◆ **TASK DESCRIPTION**
Gather every line below that contains the word "bowl", and copy each one.

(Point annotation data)

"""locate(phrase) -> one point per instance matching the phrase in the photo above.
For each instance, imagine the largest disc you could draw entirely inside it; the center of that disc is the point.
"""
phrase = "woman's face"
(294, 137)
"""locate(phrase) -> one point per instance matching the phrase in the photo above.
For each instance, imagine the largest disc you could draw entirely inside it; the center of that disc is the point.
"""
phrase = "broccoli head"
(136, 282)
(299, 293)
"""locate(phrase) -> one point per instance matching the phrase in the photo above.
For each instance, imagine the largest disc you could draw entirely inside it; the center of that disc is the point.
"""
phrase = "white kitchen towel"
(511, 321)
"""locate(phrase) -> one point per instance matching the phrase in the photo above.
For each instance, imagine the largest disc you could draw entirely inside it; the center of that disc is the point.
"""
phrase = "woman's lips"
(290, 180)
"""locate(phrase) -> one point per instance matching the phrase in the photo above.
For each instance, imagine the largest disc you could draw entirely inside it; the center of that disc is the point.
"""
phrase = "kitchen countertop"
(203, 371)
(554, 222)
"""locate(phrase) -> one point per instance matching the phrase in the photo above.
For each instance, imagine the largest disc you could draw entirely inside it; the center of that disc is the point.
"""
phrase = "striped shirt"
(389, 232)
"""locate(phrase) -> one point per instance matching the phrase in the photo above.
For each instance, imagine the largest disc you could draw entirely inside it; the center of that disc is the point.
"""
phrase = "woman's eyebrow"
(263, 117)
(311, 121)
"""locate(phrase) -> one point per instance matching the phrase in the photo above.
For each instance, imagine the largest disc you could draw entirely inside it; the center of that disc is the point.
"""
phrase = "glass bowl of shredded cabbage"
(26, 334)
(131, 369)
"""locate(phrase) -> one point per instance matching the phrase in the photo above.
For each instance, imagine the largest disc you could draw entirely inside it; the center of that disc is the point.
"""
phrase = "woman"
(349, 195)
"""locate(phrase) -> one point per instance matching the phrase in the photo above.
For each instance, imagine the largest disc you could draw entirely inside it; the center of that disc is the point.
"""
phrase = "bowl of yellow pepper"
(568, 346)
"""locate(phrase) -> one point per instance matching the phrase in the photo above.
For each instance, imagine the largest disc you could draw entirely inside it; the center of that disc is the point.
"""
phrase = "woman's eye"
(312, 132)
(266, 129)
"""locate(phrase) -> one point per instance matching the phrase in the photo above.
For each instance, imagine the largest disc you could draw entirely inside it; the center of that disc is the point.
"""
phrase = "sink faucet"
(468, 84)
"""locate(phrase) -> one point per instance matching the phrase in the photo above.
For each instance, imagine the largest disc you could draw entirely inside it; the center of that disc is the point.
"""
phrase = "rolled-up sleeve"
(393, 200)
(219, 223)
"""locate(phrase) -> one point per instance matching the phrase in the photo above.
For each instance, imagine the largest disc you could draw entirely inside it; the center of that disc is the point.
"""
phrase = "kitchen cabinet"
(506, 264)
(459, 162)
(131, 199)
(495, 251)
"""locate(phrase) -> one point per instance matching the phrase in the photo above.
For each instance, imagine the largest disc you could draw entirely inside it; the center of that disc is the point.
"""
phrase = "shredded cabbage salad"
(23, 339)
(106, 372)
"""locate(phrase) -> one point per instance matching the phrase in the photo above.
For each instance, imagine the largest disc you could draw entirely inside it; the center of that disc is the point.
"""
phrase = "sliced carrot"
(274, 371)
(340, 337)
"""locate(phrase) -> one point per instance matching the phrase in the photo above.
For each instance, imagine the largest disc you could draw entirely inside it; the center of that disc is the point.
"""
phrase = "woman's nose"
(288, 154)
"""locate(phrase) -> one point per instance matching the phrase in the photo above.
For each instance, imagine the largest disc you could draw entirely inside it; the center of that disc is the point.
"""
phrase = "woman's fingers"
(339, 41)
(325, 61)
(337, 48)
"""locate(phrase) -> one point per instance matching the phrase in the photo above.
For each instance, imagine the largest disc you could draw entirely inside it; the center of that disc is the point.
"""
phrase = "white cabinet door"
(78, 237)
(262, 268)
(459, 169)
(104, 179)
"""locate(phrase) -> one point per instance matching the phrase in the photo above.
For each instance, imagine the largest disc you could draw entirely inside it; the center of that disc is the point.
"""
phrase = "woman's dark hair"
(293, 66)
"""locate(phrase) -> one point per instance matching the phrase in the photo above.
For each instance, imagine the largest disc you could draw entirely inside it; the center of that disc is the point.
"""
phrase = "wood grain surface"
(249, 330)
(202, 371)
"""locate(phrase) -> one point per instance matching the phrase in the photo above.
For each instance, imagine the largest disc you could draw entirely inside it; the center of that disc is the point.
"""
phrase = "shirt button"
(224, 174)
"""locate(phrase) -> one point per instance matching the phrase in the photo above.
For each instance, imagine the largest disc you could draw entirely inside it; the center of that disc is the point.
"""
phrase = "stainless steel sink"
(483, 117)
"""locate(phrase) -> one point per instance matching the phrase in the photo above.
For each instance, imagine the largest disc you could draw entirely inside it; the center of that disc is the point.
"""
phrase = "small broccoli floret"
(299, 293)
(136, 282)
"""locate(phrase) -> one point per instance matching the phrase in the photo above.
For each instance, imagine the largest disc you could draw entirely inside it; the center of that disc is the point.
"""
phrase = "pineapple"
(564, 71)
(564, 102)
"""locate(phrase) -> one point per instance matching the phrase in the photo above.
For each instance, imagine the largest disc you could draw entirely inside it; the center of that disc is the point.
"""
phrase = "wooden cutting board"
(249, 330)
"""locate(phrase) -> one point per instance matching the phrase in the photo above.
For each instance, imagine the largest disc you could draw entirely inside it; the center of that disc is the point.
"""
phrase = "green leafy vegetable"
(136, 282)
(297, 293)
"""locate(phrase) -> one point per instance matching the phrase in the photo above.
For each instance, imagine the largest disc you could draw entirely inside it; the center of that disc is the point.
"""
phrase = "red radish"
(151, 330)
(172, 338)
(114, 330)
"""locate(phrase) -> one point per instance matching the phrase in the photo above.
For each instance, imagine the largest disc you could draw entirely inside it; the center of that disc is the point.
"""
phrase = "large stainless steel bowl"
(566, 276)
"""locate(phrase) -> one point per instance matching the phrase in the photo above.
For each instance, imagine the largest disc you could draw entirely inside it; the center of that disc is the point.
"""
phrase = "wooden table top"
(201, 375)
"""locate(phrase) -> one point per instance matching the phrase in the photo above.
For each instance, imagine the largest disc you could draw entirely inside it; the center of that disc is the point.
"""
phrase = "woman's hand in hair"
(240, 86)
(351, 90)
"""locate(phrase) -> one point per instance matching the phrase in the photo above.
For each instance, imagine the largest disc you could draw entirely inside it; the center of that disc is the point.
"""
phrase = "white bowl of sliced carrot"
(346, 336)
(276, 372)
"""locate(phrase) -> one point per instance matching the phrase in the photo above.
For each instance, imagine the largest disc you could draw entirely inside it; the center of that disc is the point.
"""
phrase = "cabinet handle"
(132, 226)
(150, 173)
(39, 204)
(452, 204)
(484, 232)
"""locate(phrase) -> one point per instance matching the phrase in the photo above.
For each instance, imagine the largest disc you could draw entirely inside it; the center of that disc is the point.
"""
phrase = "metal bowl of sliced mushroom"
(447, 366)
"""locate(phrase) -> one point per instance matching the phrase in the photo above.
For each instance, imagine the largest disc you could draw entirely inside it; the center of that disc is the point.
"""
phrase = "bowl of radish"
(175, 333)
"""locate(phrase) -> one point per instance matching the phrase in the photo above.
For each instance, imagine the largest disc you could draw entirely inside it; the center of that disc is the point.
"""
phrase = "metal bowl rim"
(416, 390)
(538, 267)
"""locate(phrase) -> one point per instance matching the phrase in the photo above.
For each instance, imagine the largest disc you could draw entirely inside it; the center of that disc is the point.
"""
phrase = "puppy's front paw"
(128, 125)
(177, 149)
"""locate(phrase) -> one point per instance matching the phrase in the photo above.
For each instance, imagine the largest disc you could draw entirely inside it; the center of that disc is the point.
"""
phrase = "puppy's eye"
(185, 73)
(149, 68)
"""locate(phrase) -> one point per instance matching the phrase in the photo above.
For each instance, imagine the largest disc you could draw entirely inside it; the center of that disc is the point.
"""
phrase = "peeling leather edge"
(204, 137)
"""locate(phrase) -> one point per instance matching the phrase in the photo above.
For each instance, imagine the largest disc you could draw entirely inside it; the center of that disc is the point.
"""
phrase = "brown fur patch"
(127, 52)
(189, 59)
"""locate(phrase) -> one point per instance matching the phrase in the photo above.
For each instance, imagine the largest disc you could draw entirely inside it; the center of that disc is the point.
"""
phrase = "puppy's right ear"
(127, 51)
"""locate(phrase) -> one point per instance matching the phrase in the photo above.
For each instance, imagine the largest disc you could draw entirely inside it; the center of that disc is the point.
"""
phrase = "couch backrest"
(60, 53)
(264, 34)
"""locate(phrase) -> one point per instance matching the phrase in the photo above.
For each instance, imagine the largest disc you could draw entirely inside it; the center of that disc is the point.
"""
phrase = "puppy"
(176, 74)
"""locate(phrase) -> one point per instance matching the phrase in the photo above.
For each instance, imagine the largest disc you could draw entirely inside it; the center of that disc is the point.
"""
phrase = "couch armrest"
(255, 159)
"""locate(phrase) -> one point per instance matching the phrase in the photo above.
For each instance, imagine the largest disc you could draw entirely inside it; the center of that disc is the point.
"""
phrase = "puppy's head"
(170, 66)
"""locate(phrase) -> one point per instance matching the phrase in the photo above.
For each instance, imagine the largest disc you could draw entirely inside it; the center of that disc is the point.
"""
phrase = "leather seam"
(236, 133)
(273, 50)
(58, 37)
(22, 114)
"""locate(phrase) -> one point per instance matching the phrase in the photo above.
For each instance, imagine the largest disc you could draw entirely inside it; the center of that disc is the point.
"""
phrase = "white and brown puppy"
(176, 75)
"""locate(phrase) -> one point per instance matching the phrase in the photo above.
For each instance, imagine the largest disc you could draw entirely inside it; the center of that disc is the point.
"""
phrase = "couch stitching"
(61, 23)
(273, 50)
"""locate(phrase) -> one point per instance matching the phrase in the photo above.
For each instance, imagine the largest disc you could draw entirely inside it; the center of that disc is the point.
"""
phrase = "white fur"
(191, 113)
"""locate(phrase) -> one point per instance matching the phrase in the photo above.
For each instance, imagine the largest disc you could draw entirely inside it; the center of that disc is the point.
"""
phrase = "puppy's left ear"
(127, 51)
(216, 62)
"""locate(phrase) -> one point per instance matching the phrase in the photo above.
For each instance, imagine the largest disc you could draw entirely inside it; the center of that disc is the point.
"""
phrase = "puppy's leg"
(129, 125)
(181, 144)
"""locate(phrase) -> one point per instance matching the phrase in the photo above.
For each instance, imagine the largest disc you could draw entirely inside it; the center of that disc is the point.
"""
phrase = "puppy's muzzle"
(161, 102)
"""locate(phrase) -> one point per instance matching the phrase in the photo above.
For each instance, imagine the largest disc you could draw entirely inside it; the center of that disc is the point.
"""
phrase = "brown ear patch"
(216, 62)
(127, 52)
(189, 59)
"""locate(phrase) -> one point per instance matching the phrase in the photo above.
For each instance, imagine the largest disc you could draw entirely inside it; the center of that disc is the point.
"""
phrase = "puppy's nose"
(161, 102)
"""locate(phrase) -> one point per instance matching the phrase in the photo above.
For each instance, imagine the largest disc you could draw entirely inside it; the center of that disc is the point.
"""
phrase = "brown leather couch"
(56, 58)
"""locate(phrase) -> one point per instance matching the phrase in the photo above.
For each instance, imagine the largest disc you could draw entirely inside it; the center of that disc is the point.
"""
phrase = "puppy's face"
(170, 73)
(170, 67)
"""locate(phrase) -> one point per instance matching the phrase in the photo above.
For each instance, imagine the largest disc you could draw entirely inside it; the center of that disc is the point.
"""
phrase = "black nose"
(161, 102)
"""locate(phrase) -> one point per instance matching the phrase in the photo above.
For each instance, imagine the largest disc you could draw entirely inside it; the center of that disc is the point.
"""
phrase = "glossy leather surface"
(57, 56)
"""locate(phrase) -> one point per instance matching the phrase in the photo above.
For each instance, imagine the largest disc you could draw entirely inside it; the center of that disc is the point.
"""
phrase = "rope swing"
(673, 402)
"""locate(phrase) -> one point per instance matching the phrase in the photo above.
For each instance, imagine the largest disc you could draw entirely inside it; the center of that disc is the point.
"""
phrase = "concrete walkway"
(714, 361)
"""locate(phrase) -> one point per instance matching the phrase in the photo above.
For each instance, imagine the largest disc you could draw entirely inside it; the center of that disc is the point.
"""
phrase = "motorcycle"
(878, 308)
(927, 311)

◆ **RESULT OF THIS EXERCISE**
phrase = "glass bowl of shredded cabbage"
phrase = "bowl of yellow pepper"
phrase = "large stainless steel bowl"
phrase = "white bowl of sliced carrot"
phrase = "metal bowl of sliced mushroom"
phrase = "bowl of radish"
phrase = "metal bowl rim"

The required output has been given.